_PASSAGE SHOWN_
On 7/21/2017 1:45 PM, Tom Sr. wrote:
> On Friday, July 21, 2017 at 3:58:21 PM UTC-4, Rudy Canoza wrote:
>> How many times are you going to repost that, Homo Hummel, you stupid
>> cocksucker?
>
>
> Oh, I think not as many times as I will be posting this
[snip]
Not interested. *Meanwhile*:
Mortality *increased* in 2014-2015 after full implementation of ACA,
even after controlling for an unforeseen surge in opioid-related deaths.
http://thefederalist.com/2017/04/25/running-numbers-mortality-rates-suggests-obamacare-killing-people/
The Centers for Disease Control collects U.S. mortality statistics
and publishes them in a database called WONDER. The database is
indeed a statistical wonder, allowing researchers to slice and dice
U.S. mortality data into segments by age, gender, location, year,
cause of morbidity, and many additional criteria.
With WONDER, it is a short exercise to attempt to confirm Wilper’s
predictions. Examining U.S. adult mortality in the decade prior to
Obamacare’s insurance expansion (2004-2013), the all-cause mean death
rate for ages 15 to 64 is 310.4 people per 100,000. The rate is
fairly steady over the decade, with a low of 306.8, a high of 313.5,
and a standard deviation of 2.2. If extending taxpayer-sponsored
insurance to 15 million people since 2013 has resulted in 21,000
fewer annual deaths, then the mean death rate should decrease from
310.4 to approximately 300.

_EXTRACTED RECORDS_
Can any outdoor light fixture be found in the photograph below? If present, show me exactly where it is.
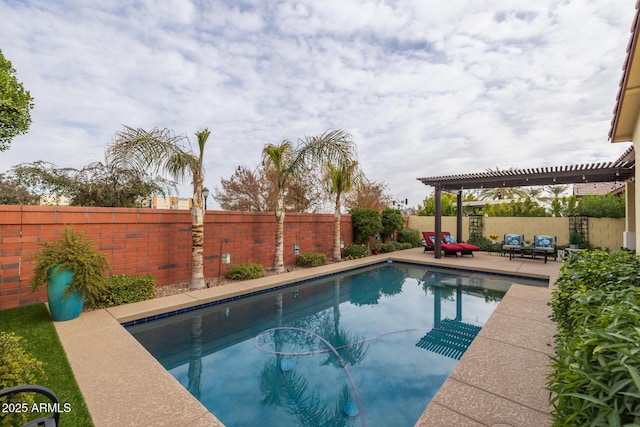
[202,187,209,211]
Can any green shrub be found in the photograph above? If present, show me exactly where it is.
[550,250,640,333]
[397,228,422,249]
[296,252,327,267]
[95,274,156,308]
[342,244,369,259]
[380,208,404,239]
[349,208,382,243]
[547,251,640,426]
[0,332,45,426]
[224,262,265,280]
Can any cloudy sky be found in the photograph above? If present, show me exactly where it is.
[0,0,635,211]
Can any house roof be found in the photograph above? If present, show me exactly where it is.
[609,0,640,142]
[417,148,640,191]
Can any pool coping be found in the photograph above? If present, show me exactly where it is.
[54,248,560,427]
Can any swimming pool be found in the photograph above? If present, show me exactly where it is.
[127,263,542,427]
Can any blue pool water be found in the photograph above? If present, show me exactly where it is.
[127,263,546,427]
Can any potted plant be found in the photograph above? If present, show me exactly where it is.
[31,227,110,321]
[569,230,582,249]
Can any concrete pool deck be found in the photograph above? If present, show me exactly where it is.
[55,248,561,427]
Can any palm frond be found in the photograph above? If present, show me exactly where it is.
[106,126,191,178]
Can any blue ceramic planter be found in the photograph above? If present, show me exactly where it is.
[47,266,85,322]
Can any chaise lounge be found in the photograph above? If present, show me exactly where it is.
[442,231,480,256]
[422,231,464,256]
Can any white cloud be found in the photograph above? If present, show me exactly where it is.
[0,0,634,206]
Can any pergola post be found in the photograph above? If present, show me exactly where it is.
[433,185,442,258]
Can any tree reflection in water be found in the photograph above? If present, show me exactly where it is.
[256,278,368,427]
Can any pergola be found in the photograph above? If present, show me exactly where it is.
[418,146,636,258]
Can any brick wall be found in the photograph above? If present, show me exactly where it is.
[0,205,353,309]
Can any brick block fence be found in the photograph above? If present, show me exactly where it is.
[0,205,353,309]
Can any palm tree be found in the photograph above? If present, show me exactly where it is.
[325,161,361,261]
[106,126,211,289]
[262,130,356,272]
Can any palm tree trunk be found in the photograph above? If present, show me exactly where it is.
[273,194,284,273]
[189,180,207,289]
[333,194,342,262]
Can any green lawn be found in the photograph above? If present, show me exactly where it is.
[0,304,93,426]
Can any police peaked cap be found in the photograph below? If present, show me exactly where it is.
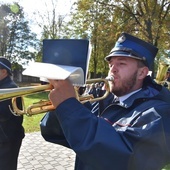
[105,33,158,68]
[0,57,12,75]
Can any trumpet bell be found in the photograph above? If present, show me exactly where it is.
[0,78,113,116]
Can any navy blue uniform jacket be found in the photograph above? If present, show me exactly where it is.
[41,77,170,170]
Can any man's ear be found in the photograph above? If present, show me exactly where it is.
[1,69,8,76]
[138,66,149,79]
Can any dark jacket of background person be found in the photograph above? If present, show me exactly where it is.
[0,76,24,142]
[0,57,24,170]
[41,77,170,170]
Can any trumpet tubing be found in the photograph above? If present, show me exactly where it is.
[0,78,113,116]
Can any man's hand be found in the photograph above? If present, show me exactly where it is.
[48,80,76,108]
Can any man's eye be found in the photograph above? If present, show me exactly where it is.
[119,63,126,65]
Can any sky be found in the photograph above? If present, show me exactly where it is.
[0,0,75,34]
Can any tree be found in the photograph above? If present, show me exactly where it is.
[0,3,37,66]
[66,0,170,75]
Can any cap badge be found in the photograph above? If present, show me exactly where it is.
[118,35,126,43]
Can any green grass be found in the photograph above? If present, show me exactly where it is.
[23,92,48,133]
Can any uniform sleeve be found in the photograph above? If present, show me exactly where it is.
[56,98,169,170]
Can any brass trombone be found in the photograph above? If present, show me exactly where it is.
[0,77,113,116]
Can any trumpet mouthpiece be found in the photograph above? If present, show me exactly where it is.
[105,76,114,81]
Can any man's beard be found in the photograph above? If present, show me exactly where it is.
[111,72,137,96]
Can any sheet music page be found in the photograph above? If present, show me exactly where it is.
[22,62,84,86]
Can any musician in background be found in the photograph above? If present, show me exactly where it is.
[163,68,170,90]
[0,57,24,170]
[41,33,170,170]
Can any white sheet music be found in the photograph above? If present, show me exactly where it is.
[22,62,84,86]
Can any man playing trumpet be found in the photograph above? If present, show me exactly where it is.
[41,33,170,170]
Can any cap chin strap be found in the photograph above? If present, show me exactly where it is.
[110,47,146,61]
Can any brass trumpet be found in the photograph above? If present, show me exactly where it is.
[0,77,113,116]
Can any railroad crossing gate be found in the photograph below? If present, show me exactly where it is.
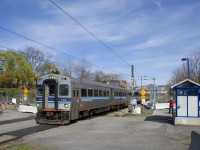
[140,89,147,99]
[171,79,200,125]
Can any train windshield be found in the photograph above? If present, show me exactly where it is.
[59,84,69,96]
[37,85,43,96]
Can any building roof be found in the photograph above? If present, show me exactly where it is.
[171,79,200,89]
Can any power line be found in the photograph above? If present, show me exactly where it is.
[49,0,130,66]
[0,26,130,76]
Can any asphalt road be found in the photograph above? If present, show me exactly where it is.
[24,110,200,150]
[0,110,200,150]
[0,110,56,144]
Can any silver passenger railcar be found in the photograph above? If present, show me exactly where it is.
[36,74,130,124]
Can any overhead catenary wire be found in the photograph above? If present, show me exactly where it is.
[0,26,130,76]
[49,0,130,66]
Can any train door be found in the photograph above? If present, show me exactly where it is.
[43,80,58,110]
[71,89,80,120]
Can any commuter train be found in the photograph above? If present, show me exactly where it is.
[35,74,130,124]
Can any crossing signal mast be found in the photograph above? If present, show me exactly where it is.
[131,65,135,88]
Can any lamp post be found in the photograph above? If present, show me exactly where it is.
[181,58,190,79]
[144,76,156,107]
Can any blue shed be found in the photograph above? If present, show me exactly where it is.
[171,79,200,125]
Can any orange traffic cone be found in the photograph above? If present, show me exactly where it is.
[1,102,6,110]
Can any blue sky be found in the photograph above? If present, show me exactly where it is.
[0,0,200,85]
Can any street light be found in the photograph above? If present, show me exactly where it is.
[144,76,156,107]
[181,58,190,79]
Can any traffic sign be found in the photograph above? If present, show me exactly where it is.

_EXPLORE THE MATERIAL_
1. From the newsgroup post, extract the text between "With WONDER, it" and "to approximately 300.", inclusive.
2. Using the newsgroup post, decide whether each statement agrees with it. Answer yes or no for each and quote the words that settle it.
(a) The Centers for Disease Control publishes U.S. mortality statistics in a database called WONDER.
(b) The death rate for ages 15 to 64 changed sharply from year to year between 2004 and 2013.
(c) The lowest death rate in that decade was 306.8.
3. According to the newsgroup post, what was the all-cause mean death rate for ages 15 to 64 over 2004-2013?
Rely only on the newsgroup post to respond.

_SOLUTIONS_
1.
With WONDER, it is a short exercise to attempt to confirm Wilper’s
predictions. Examining U.S. adult mortality in the decade prior to
Obamacare’s insurance expansion (2004-2013), the all-cause mean death
rate for ages 15 to 64 is 310.4 people per 100,000. The rate is
fairly steady over the decade, with a low of 306.8, a high of 313.5,
and a standard deviation of 2.2. If extending taxpayer-sponsored
insurance to 15 million people since 2013 has resulted in 21,000
fewer annual deaths, then the mean death rate should decrease from
310.4 to approximately 300.

2.
(a) Yes: "The Centers for Disease Control collects U.S. mortality statistics and publishes them in a database called WONDER."
(b) No: "The rate is fairly steady over the decade"
(c) Yes: "with a low of 306.8"

3. 310.4 people per 100,000.